DIE AUFGABE -> Stimmen diese Aussagen mit dem Auszug über den Film Western überein? Antworte jeweils mit Ja oder Nein und zitiere die entscheidenden Worte wörtlich: (a) Der Film Western spielt im Osten. (b) Die Hauptfigur von Western wird als redselig beschrieben. (c) Der Protagonist von Jeunesse weiß, dass Abenteuer auf ihn warten.

BEREITGESTELLTER AUSZUG ->
Bob Byingtons Film hat es bei der feier­li­chen Hashtag-Vergabe des Filmfests nicht einmal in die Kategorie #Science-Fiction/Fantasy geschafft. Während die Rubrik #Western über­ra­schend ein Film für sich allein entscheiden konnte.
Western.
Der Titel von Valeska Grise­bachs ziemlich groß­ar­tigem Werk prokla­miert eine eindeu­tige Verortung – während der Film selbst mit dem Genre lustvoll koket­tiert. Western spielt im Osten, an Europas neuer Frontier. Ein Trupp deutscher Bauar­beiter – Söldner des Kapi­ta­lismus – soll in der tiefsten bulga­ri­schen Steppe ein Wasser­kraft­werk hoch­ziehen. Listet man auf, was Grisebach an typischen Western-Elementen diesem Setting abgewinnt und einflicht, dann mag das sehr gewollt und über­deut­lich wirken: Der wortkarge, einsame Prot­ago­nist, der als Fremder in das kleine Dorf einreitet; das (deutsch) beflaggte Fort des Bautrupps; der »Saloon«, der Mittel­punkt der Dorf­ge­mein­schaft ist; die Pistole, das Messer, die Schlä­gerei; das Feuer­wasser, die Bluts­brü­der­schaft unter Männern über (Sprach-)Grenzen hinweg; die »Squaw«, die von den derben Bauar­bei­tern ange­bag­gert wird. Aber das alles driftet ganz selbst­ver­s­tänd­lich, scheinbar natürlich in den Film – der ohne seinen Titel wohl für viele gar nicht als Western erkennt­lich wäre. Und es dient nicht als Baustein einer Western-Drama­turgie, erfüllt nicht die gewohnten Funk­tionen – sondern folgt dem offenen, ziellosen Fluß des Lebens.
Die »Helden« von Infinity Baby und Western eint, dass sie beide Suchende sind, die eine recht genaue Vorstel­lung davon haben, was sie nicht wollen – jedoch kaum eine davon, wonach sie letztlich streben, wie ihr großer Traum eigent­lich aussieht.

Stein 5: »Männer in der Fremde unter sich«
Western / Jeunesse

Meinhard (Meinhard Neumann) in Western hat viel­leicht bereits zuviel vom Leben gesehen, um noch ernsthaft an dem roman­ti­schen Glauben fest­zu­halten, irgendwo Erfüllung und das Gefühl von Zugehö­rig­keit zu finden. Anders der stür­mi­sche und drängende Prot­ago­nist von Jeunesse: Er weiß, dass da draußen Abenteuer, Ehre, Erfolg nur darauf warten, von ihm an sich gerissen zu werden.

AUSZUG DER DATEN ->

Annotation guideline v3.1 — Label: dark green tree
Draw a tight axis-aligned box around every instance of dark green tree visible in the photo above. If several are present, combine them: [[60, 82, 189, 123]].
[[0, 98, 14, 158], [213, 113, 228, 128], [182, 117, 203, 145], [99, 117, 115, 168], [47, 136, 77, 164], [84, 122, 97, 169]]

ANTWORT ZUR AUFGABE ->
(a) Ja: „Western spielt im Osten, an Europas neuer Frontier.“
(b) Nein: „Der wortkarge, einsame“
(c) Ja: „Er weiß, dass da draußen Abenteuer, Ehre, Erfolg nur darauf warten“